EXERCISE PASSAGE |

Israel, Hamas to pause fighting for Gaza polio vaccinations

FILE PHOTO

Israel's military and Hamas have agreed to three separate, zoned three-day pauses in fighting in Gaza to allow for the first round of vaccination of 640,000 children against polio, a senior WHO official said on Thursday. 

The vaccination campaign is due to start on Sunday, with the pauses scheduled to take place between 6 a.m. and 3 p.m. (0300-1200 GMT), said Rik Peeperkorn, the World Health Organization's senior official for the Palestinian territories. 

He said the campaign would start in central Gaza with three consecutive daily pauses in fighting, then move to southern Gaza, where there would be another three-day pause, followed by northern Gaza. Peeperkorn added there was an agreement to extend the pause in each zone to a fourth day if needed.

"From our experience, we know an additional day or two is very often needed to achieve sufficient coverage," Mike Ryan, WHO emergencies director, told the U.N. Security Council on Thursday during a meeting on the humanitarian situation in Gaza.

ENTRIES SUPPLIED |
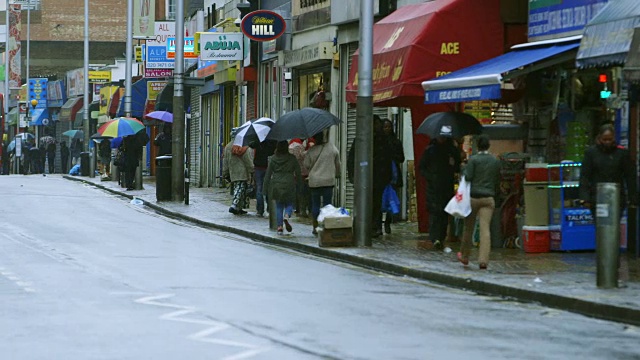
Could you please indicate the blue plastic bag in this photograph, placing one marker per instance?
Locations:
(390, 200)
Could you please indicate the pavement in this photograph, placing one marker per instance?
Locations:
(561, 280)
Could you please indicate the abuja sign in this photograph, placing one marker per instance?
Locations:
(263, 25)
(220, 46)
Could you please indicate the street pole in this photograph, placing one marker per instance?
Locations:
(177, 149)
(607, 234)
(28, 100)
(364, 136)
(85, 120)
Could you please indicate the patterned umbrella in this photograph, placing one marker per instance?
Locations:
(121, 127)
(252, 131)
(74, 134)
(45, 141)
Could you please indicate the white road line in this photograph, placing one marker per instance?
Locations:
(213, 327)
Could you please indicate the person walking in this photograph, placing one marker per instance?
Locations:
(132, 153)
(163, 140)
(263, 151)
(303, 200)
(483, 175)
(237, 167)
(323, 162)
(397, 157)
(104, 152)
(51, 156)
(607, 162)
(439, 164)
(283, 174)
(64, 157)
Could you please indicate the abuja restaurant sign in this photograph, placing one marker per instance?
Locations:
(263, 25)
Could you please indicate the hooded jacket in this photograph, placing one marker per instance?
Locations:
(282, 178)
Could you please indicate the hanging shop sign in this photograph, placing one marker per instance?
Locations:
(188, 49)
(263, 25)
(549, 19)
(220, 46)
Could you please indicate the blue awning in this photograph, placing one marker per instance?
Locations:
(138, 99)
(39, 117)
(607, 37)
(484, 80)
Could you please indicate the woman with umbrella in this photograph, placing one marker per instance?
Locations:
(283, 173)
(323, 162)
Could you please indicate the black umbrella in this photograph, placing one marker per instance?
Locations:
(303, 123)
(449, 124)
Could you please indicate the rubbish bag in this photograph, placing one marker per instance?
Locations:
(390, 200)
(460, 204)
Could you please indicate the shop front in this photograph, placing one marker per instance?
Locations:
(609, 52)
(418, 42)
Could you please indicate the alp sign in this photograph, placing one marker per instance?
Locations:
(263, 25)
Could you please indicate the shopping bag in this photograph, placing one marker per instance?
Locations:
(390, 200)
(460, 204)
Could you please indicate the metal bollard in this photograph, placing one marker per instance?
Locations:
(273, 220)
(607, 234)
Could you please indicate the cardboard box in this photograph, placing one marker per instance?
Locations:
(338, 222)
(336, 237)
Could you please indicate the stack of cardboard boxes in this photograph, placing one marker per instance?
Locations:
(336, 231)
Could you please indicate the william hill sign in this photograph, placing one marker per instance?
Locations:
(263, 25)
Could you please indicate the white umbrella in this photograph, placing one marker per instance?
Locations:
(253, 131)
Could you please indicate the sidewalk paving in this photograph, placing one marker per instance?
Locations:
(561, 280)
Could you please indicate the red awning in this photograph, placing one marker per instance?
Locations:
(115, 102)
(423, 41)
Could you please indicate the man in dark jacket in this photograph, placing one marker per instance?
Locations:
(607, 162)
(439, 164)
(260, 163)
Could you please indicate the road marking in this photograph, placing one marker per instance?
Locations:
(181, 314)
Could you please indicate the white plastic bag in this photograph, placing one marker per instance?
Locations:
(460, 204)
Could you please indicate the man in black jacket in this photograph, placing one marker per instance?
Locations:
(607, 162)
(260, 162)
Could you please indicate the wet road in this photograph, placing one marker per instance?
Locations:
(86, 275)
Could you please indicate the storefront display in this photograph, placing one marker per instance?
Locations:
(572, 227)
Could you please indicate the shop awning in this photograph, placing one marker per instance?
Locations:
(12, 117)
(607, 37)
(427, 40)
(70, 108)
(94, 108)
(138, 99)
(115, 102)
(484, 81)
(39, 117)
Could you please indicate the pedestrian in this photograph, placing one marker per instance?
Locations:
(6, 158)
(323, 162)
(51, 156)
(303, 200)
(263, 150)
(104, 152)
(163, 140)
(439, 164)
(283, 174)
(132, 153)
(76, 149)
(397, 157)
(35, 159)
(64, 157)
(237, 167)
(606, 162)
(483, 175)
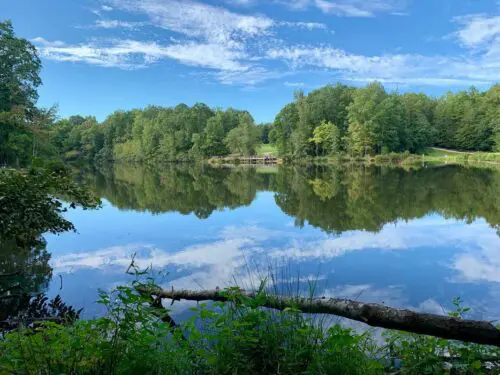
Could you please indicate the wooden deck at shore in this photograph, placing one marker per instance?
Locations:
(247, 159)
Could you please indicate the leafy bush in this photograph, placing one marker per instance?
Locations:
(137, 336)
(29, 204)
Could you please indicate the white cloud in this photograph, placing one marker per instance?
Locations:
(131, 54)
(240, 49)
(195, 19)
(244, 3)
(116, 24)
(294, 84)
(478, 30)
(305, 25)
(349, 8)
(406, 69)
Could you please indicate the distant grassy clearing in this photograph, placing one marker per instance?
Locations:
(266, 149)
(443, 154)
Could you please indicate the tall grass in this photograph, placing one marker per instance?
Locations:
(240, 337)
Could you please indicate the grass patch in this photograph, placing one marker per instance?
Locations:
(266, 149)
(238, 337)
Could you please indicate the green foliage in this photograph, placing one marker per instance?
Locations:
(326, 137)
(19, 79)
(243, 139)
(137, 335)
(29, 204)
(237, 337)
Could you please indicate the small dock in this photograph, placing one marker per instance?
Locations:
(262, 160)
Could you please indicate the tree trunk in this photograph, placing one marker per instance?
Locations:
(376, 315)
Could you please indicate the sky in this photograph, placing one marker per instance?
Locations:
(103, 55)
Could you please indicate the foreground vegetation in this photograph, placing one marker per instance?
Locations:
(239, 337)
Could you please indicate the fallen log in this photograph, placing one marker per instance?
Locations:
(375, 315)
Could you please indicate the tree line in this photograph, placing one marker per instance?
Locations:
(369, 120)
(335, 119)
(335, 199)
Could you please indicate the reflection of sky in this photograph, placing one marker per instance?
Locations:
(421, 264)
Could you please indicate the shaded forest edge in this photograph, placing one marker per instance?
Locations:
(337, 121)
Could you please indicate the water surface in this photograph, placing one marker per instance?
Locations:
(413, 238)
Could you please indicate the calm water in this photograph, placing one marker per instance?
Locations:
(405, 238)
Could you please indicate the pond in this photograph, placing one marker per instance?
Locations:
(406, 238)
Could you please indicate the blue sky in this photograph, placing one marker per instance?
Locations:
(103, 55)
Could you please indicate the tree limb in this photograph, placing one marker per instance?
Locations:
(376, 315)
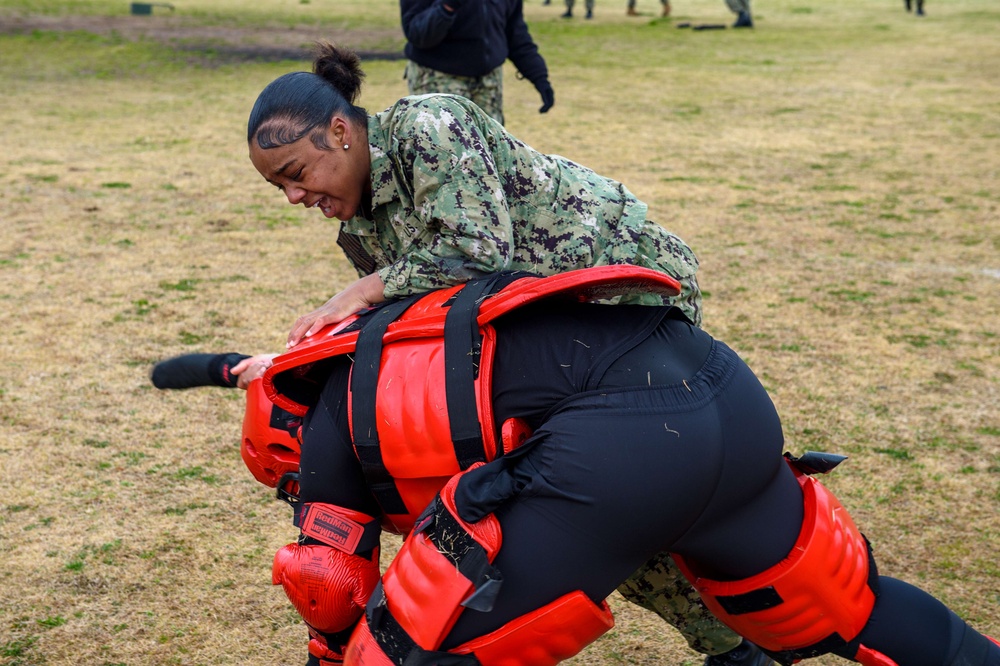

INSTRUCTIONS |
**A)** Answer from the polio vaccination article, one line each:
(i) How many children are in the first round of vaccination?
(ii) Between what hours are the pauses scheduled?
(iii) In which part of Gaza does the campaign start?
**B)** Decide whether each statement agrees with the polio vaccination article. Answer yes or no and quote the words that settle it.
(i) The campaign begins in northern Gaza.
(ii) The pause in each zone can be extended to a fourth day if needed.
(iii) Mike Ryan spoke to the U.N. Security Council.
**C)** Please quote the polio vaccination article. Begin at the words "Israel's military and Hamas" and stop after "day if needed.".
The data comes from a different source than the polio vaccination article.

PER-TASK OUTPUTS |
**A)**
(i) 640,000
(ii) 6 a.m. to 3 p.m. (0300-1200 GMT)
(iii) Central Gaza

**B)**
(i) No: "the campaign would start in central Gaza"
(ii) Yes: "there was an agreement to extend the pause in each zone to a fourth day if needed"
(iii) Yes: "told the U.N. Security Council on Thursday"

**C)**
Israel's military and Hamas have agreed to three separate, zoned three-day pauses in fighting in Gaza to allow for the first round of vaccination of 640,000 children against polio, a senior WHO official said on Thursday. 

The vaccination campaign is due to start on Sunday, with the pauses scheduled to take place between 6 a.m. and 3 p.m. (0300-1200 GMT), said Rik Peeperkorn, the World Health Organization's senior official for the Palestinian territories. 

He said the campaign would start in central Gaza with three consecutive daily pauses in fighting, then move to southern Gaza, where there would be another three-day pause, followed by northern Gaza. Peeperkorn added there was an agreement to extend the pause in each zone to a fourth day if needed.